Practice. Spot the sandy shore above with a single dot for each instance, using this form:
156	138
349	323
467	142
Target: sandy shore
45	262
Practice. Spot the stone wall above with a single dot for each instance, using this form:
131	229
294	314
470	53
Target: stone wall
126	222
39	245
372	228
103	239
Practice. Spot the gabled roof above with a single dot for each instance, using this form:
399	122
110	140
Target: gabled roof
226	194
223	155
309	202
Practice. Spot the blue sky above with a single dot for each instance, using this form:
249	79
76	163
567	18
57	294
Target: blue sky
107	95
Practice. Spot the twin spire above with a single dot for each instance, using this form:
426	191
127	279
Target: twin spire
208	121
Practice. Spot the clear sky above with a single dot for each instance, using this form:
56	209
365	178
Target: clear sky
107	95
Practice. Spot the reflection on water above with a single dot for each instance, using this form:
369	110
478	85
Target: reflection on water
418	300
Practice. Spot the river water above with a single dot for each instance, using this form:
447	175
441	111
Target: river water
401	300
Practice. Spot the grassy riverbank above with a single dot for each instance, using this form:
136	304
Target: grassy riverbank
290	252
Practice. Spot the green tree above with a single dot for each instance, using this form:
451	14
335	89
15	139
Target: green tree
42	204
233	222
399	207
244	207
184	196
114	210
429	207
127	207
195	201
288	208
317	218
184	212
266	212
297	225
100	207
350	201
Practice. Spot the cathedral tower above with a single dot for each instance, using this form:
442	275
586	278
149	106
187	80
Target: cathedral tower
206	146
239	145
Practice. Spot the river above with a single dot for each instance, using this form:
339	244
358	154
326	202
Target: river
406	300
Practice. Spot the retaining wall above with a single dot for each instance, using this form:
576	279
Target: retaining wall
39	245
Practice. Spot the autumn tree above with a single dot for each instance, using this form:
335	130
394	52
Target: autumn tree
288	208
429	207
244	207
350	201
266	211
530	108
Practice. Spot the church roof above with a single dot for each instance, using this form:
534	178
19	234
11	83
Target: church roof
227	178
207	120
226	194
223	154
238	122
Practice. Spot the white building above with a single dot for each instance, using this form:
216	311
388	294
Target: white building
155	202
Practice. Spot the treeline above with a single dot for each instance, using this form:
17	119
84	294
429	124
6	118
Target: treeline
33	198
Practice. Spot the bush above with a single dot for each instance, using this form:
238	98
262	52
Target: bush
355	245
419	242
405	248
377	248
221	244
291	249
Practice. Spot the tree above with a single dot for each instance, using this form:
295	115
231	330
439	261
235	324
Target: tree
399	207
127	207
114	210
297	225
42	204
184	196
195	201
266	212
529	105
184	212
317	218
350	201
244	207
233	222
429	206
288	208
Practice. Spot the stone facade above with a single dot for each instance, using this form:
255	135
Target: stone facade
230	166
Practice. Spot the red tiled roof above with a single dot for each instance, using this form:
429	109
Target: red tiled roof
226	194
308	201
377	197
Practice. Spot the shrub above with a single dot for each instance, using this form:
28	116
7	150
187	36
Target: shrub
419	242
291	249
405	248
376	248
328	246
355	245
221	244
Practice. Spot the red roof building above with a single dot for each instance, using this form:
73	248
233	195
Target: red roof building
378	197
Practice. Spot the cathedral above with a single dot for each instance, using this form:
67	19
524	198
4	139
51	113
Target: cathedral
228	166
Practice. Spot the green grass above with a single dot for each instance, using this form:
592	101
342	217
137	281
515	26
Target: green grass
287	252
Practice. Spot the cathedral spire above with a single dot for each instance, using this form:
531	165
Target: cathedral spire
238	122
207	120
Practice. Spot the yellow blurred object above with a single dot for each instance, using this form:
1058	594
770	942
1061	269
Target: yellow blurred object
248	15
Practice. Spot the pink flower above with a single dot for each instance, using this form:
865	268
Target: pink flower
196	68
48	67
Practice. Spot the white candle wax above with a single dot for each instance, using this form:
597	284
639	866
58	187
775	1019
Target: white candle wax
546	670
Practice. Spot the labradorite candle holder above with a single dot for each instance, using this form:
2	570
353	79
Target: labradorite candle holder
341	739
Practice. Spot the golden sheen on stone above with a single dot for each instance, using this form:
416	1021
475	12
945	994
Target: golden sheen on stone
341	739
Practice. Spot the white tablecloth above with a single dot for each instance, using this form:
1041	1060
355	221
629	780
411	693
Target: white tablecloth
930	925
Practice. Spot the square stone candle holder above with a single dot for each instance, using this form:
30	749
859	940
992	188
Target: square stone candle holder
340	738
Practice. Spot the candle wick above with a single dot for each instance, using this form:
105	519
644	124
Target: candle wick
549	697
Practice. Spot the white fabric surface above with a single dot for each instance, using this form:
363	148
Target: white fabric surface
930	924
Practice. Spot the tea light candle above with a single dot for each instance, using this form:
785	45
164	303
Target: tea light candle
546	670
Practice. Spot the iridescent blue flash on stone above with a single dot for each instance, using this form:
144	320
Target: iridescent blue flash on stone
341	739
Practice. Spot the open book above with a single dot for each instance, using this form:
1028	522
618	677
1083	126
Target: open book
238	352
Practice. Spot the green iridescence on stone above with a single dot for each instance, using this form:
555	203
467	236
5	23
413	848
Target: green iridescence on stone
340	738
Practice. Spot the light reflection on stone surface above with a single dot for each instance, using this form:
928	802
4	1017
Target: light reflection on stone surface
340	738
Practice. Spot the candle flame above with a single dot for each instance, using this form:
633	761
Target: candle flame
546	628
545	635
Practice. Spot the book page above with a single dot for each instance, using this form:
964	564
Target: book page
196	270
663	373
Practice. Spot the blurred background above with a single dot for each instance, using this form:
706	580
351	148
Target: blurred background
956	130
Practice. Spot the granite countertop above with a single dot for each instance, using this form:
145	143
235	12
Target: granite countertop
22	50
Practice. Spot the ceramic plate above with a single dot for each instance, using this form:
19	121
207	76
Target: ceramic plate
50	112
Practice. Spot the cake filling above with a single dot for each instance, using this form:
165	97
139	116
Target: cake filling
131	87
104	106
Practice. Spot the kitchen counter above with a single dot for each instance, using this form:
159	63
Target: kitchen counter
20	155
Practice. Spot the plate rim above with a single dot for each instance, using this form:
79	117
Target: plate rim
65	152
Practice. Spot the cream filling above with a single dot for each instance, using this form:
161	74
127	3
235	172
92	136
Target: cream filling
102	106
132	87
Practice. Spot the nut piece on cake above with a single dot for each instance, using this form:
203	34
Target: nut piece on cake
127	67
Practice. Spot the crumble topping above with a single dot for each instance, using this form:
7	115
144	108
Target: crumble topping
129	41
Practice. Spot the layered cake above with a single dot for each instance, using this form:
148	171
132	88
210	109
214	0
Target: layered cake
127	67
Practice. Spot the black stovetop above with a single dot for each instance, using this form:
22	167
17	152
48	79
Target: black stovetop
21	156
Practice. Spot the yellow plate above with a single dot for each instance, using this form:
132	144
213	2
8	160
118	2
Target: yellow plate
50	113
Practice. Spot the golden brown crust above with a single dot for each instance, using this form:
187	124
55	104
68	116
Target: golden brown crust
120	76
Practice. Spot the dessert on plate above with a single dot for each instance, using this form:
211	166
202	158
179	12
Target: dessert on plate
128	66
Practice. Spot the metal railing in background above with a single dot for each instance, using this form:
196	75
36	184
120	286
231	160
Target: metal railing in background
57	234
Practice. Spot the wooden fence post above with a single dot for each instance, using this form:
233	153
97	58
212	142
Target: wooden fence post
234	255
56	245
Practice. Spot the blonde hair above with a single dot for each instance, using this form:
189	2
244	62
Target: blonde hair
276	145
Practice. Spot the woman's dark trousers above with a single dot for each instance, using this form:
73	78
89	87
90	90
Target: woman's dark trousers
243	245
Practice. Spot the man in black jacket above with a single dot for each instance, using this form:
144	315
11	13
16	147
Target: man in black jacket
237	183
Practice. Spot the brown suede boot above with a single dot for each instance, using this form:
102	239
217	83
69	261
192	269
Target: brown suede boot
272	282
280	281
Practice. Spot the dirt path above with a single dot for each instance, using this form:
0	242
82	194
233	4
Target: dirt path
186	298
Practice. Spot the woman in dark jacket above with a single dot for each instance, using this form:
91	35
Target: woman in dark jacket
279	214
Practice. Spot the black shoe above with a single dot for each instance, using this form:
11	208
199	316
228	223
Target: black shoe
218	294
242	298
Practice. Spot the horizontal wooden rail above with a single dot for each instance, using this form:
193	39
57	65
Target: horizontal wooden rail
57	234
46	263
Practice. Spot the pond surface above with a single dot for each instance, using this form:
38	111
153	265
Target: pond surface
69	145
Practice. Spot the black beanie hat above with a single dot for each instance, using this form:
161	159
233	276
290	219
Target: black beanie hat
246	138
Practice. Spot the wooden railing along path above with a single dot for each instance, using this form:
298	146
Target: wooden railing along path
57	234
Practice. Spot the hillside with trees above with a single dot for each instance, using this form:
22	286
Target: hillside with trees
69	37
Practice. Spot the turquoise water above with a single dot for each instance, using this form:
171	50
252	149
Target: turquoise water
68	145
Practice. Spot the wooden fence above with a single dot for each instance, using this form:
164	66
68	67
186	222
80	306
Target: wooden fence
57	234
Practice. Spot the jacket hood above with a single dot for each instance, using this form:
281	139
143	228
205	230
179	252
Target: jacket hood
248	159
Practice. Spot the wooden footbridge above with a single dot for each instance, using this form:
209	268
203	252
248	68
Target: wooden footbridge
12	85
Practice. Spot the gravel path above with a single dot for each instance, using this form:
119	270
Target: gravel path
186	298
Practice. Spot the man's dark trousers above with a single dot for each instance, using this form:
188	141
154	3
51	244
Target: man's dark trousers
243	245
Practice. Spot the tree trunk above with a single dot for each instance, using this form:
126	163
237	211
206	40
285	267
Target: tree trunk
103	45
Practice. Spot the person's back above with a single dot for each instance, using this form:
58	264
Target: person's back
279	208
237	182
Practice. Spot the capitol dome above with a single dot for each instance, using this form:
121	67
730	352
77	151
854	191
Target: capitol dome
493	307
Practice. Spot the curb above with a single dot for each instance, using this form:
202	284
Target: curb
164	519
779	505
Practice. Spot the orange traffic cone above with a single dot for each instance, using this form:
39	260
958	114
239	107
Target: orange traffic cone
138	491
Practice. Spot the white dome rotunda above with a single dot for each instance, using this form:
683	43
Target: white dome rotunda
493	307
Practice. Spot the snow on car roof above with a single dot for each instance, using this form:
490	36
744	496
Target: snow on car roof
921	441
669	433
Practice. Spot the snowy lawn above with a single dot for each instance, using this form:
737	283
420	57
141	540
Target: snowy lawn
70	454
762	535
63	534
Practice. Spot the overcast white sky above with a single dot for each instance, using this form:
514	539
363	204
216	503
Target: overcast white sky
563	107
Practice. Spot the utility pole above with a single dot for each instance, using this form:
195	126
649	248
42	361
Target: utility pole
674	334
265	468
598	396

━━━━━━━━━━━━━━━━━━━━━━━━━━━━━━

Problem details
Repeat, character for character, the lines from the one that holds "Practice. Spot the snowy" to the final line of the material, inclusive, and no other lines.

Full solution
Practice. Spot the snowy lawn above with a single dot for each instance, using this form:
737	283
420	57
141	540
Target: snowy lawn
70	454
762	535
63	534
Practice. Spot the overcast white sky above with a single dot for each instance, using this form:
514	539
363	204
216	503
Target: overcast white sky
563	107
Practice. Spot the utility pole above with a single dot for each instance, using this form:
195	126
649	248
42	361
Target: utility pole
674	334
265	468
598	396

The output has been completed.